How to complete this task ▸
Duplicate everything from the line containing "Use the prompts" down to the line containing "box: [32, 161, 48, 241]", both included, with no changes.

Data shown ▸
-=-=-=-=-

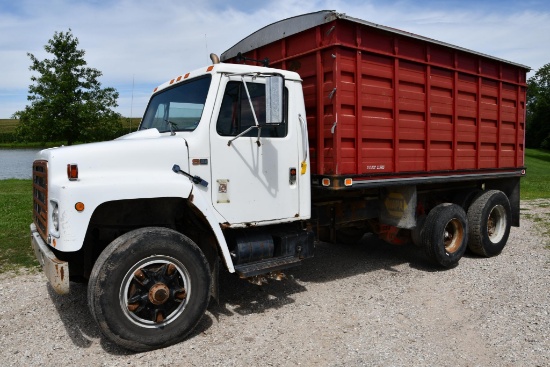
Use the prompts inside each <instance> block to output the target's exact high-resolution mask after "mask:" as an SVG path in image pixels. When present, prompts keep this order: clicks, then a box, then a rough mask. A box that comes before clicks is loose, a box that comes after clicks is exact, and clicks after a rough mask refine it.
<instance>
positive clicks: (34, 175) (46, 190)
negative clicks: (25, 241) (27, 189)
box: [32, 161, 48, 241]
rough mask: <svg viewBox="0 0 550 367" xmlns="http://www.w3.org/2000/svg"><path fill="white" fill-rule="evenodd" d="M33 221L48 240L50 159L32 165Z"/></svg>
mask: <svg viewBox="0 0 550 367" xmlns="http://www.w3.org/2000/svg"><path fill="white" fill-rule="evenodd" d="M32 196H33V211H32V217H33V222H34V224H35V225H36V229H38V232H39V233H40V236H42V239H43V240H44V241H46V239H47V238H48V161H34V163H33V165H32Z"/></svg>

-=-=-=-=-

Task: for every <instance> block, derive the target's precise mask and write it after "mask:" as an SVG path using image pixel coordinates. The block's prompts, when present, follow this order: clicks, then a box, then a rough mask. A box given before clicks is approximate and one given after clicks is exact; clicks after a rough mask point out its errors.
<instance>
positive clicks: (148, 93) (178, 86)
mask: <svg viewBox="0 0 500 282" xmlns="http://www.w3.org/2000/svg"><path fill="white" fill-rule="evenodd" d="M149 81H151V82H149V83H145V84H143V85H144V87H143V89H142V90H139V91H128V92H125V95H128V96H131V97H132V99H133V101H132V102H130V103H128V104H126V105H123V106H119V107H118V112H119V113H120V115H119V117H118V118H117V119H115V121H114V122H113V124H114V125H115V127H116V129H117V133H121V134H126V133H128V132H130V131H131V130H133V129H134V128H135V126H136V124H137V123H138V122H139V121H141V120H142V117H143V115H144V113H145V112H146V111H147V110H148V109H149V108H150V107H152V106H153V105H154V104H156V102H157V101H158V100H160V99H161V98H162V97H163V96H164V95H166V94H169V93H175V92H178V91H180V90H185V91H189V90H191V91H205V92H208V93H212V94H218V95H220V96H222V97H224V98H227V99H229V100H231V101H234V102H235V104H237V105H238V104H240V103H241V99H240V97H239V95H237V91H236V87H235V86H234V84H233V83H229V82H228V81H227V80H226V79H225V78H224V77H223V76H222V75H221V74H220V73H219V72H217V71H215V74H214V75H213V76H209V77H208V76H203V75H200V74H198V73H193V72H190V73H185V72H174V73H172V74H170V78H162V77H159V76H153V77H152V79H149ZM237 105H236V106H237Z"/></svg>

-=-=-=-=-

Solved problem ▸
Use the prompts inside each <instance> block to output the target's exact high-resolution mask after "mask:" as an SVG path in image pixels. When present, prompts keep this order: clicks, then a box, then a rough mask. A box that comes before clicks is loose, a box that comes after clicks is exact, and clicks after a rough mask refine it.
<instance>
positive clicks: (34, 175) (46, 190)
negative clicks: (25, 241) (27, 189)
box: [32, 161, 48, 241]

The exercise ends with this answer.